What you need to do: Could you reproduce the profile, beginning at the words "I am a PhD candidate" and stopping after "and CEGA ($19,208).", with "Rocca Fellow" swapped for "Rocca Scholar"?

Excerpt to read:
>>>>>
I am a PhD candidate in Agricultural and Resource Economics and a Rocca Fellow for African Studies at UC Berkeley. I am an applied economist studying political economy and environmental economics in developing countries. I am on the 2025-2026 job market. My CV is here.
Working Papers
Information and Collective Will Against Environmental Harms: Experimental Evidence from Ghana’s Galamsey (Job Market Paper)
Funded by JPAL Governance Initiative ($46,772), Weiss ($45,872), IGC (GBP 20,000), and CEGA ($19,208).
Presentations: WGAPE (2024), NEUDC (2025), Stanford EEE-Fest (2025), UC Davis Development Seminar (2025), PacDev (scheduled), CEPR Dev Economics Symposium (scheduled)
<<<<<
Shape boundary entries:
>>>>>
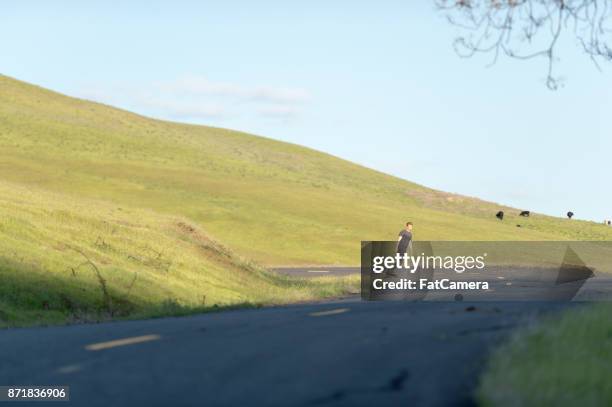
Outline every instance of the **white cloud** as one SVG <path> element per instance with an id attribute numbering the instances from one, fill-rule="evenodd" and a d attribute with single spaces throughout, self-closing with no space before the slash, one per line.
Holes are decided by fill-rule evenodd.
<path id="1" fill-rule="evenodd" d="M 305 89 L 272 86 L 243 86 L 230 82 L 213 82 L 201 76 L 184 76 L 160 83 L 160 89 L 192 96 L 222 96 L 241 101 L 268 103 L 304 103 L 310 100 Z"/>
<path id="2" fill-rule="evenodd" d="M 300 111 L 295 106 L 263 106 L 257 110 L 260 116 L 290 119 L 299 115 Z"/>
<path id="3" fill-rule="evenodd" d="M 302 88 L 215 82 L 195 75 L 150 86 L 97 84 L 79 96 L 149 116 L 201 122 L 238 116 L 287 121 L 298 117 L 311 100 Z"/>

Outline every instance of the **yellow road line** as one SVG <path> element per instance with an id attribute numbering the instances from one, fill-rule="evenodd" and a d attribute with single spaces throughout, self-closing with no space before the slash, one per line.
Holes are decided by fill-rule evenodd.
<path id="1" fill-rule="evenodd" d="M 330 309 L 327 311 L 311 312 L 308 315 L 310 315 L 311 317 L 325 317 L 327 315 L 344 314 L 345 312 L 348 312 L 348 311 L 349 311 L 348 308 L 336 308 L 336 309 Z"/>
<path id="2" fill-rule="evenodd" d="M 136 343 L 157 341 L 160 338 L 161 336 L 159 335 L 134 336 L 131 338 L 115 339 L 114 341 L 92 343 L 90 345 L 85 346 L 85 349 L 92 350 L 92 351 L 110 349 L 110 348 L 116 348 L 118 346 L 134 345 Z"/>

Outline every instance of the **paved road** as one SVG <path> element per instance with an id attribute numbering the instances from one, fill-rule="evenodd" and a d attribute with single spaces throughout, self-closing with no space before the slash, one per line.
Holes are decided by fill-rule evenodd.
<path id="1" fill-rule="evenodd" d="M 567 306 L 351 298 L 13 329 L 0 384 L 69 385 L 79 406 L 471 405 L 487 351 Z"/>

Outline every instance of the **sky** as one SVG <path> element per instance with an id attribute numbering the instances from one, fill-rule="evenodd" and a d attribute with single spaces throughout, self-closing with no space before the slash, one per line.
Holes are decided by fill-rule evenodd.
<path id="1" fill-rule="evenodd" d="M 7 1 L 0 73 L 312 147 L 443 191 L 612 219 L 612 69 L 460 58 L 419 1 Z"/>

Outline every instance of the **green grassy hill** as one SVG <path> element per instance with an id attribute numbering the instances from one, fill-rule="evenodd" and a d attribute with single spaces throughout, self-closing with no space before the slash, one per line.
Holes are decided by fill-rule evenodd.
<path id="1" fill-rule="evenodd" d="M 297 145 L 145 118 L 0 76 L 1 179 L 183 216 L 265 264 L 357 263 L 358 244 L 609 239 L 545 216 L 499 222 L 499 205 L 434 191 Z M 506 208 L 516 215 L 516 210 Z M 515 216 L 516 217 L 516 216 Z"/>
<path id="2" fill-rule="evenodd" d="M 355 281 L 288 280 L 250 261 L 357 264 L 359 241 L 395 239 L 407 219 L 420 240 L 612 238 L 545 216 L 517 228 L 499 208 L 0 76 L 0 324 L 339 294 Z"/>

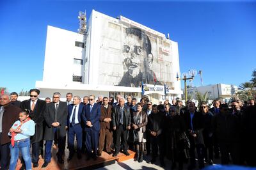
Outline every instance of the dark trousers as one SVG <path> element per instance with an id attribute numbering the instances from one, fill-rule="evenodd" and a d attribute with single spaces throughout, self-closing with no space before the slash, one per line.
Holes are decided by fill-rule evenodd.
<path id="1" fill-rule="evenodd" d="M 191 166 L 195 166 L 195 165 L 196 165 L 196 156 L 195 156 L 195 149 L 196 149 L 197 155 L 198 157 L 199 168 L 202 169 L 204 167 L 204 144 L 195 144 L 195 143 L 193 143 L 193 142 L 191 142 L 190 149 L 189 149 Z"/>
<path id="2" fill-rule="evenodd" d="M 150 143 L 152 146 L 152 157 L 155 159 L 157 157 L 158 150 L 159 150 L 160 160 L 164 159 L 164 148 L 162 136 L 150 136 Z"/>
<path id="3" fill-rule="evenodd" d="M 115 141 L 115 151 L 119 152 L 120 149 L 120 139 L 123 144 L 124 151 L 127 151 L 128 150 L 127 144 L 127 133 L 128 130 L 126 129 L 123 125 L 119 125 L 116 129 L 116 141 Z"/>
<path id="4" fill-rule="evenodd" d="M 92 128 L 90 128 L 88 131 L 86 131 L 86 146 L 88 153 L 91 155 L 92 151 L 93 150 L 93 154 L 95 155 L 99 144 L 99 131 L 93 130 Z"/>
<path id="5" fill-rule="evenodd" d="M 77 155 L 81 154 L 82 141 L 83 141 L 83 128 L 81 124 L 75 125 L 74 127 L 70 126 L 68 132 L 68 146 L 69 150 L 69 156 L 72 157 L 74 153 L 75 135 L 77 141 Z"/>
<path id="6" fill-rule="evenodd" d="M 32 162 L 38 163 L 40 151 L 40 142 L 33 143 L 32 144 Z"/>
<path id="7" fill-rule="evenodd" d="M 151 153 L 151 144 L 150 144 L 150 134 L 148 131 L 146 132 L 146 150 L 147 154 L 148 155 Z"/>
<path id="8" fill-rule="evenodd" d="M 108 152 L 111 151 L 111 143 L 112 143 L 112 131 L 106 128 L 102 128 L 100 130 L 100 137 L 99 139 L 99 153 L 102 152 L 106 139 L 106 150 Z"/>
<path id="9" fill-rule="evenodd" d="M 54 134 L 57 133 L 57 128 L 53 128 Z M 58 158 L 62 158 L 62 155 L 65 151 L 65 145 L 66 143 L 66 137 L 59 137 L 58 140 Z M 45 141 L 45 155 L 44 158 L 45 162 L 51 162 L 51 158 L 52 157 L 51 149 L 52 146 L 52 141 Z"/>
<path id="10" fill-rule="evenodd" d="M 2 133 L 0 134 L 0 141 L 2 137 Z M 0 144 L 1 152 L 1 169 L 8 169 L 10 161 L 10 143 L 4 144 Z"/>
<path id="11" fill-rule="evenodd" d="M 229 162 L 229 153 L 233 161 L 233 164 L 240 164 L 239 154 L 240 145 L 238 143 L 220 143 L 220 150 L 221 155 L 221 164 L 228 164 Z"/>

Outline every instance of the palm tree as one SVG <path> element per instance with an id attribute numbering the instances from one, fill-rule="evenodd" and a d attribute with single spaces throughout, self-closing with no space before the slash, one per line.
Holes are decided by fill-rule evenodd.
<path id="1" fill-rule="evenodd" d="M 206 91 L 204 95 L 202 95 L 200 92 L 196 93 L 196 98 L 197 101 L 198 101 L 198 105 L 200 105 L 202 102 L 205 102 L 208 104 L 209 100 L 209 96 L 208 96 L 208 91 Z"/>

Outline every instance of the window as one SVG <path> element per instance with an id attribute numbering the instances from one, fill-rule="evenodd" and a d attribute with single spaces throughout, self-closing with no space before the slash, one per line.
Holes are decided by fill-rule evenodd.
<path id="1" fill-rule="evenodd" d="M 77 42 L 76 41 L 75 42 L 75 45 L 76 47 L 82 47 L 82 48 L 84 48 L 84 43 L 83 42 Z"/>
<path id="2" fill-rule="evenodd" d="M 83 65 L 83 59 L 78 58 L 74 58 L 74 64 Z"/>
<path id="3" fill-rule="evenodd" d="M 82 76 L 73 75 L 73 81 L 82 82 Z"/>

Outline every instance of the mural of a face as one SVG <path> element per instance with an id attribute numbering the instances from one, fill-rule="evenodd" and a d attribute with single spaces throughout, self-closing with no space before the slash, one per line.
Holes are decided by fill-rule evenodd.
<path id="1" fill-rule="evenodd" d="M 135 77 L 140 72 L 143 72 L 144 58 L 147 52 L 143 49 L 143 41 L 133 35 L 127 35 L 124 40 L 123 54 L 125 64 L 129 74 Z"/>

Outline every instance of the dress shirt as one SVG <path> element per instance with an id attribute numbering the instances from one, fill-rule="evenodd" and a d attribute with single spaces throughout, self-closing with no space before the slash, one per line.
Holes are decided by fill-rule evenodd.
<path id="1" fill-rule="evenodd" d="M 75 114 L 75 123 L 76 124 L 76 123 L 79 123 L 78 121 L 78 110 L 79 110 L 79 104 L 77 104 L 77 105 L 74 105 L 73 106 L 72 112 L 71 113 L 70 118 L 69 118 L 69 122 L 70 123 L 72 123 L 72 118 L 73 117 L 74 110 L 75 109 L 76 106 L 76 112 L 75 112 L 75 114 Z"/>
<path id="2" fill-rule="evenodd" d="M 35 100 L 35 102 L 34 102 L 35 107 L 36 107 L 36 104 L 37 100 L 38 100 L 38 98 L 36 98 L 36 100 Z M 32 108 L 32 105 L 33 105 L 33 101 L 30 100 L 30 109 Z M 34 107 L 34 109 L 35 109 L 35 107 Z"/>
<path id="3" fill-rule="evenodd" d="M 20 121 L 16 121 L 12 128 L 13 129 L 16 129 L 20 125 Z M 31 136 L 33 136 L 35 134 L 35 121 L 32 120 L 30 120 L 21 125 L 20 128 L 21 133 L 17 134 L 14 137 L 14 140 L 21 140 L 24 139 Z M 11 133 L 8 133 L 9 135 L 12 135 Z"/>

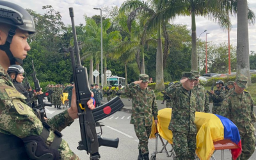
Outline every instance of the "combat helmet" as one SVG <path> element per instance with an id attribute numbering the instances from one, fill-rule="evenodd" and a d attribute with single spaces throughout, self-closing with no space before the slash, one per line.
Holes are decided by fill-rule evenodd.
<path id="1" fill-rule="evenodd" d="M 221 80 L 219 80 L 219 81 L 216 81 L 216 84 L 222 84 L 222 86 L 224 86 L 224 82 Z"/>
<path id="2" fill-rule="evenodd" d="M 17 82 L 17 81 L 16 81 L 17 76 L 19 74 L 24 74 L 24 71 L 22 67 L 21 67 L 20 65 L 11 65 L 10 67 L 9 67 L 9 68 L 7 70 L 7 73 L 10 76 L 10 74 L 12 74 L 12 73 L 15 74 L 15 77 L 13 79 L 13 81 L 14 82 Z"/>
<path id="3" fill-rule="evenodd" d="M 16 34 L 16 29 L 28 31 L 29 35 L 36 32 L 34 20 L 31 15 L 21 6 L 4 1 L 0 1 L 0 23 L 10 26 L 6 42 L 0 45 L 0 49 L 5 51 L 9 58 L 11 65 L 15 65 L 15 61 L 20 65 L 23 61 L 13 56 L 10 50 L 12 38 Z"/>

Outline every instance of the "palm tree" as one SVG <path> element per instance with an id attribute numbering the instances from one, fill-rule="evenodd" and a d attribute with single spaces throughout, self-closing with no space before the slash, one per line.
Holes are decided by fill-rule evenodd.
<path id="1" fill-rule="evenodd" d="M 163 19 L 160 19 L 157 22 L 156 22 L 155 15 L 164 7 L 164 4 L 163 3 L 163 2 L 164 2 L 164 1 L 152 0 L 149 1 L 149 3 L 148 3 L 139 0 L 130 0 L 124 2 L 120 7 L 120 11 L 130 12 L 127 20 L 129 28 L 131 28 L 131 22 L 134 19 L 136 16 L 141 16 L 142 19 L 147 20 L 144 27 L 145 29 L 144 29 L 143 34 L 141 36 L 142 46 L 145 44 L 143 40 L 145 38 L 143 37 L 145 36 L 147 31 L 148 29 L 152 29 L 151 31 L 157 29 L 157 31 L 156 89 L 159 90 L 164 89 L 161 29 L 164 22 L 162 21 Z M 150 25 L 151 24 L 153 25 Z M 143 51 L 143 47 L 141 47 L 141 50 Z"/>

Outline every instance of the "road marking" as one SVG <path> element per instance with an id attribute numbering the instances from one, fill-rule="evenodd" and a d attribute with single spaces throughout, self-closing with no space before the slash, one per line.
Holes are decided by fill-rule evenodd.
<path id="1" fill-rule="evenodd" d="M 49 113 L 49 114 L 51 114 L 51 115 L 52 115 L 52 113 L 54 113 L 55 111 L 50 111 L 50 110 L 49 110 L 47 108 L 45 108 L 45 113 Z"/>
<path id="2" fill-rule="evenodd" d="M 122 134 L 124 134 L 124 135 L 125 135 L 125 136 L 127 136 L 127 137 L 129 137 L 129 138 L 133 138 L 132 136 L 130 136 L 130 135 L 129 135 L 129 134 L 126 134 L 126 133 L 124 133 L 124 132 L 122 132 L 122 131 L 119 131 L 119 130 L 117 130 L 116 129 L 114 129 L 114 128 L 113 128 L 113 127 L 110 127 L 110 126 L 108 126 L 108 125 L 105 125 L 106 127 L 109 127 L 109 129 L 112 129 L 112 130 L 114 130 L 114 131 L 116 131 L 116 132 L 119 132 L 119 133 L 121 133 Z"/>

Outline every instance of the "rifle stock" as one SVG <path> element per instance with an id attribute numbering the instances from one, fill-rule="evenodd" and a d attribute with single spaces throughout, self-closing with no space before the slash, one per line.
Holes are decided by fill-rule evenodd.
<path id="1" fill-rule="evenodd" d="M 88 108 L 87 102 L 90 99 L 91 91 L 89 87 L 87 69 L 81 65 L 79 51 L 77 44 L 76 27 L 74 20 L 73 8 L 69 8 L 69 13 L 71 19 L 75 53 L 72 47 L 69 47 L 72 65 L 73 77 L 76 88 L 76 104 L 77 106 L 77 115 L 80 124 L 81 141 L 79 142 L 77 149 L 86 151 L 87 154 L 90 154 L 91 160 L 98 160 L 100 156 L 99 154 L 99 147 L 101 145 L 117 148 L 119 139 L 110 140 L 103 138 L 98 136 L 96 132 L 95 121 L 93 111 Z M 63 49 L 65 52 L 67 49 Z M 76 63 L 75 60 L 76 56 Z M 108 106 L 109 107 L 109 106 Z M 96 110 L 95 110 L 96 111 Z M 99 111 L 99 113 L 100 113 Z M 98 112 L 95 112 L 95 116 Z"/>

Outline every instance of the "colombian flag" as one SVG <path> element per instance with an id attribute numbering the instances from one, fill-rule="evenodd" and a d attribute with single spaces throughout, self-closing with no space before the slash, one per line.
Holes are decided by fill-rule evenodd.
<<<<<
Correct answer:
I am a PhD candidate in Agricultural and Resource Economics and a Rocca Scholar for African Studies at UC Berkeley. I am an applied economist studying political economy and environmental economics in developing countries. I am on the 2025-2026 job market. My CV is here.
Working Papers
Information and Collective Will Against Environmental Harms: Experimental Evidence from Ghana’s Galamsey (Job Market Paper)
Funded by JPAL Governance Initiative ($46,772), Weiss ($45,872), IGC (GBP 20,000), and CEGA ($19,208).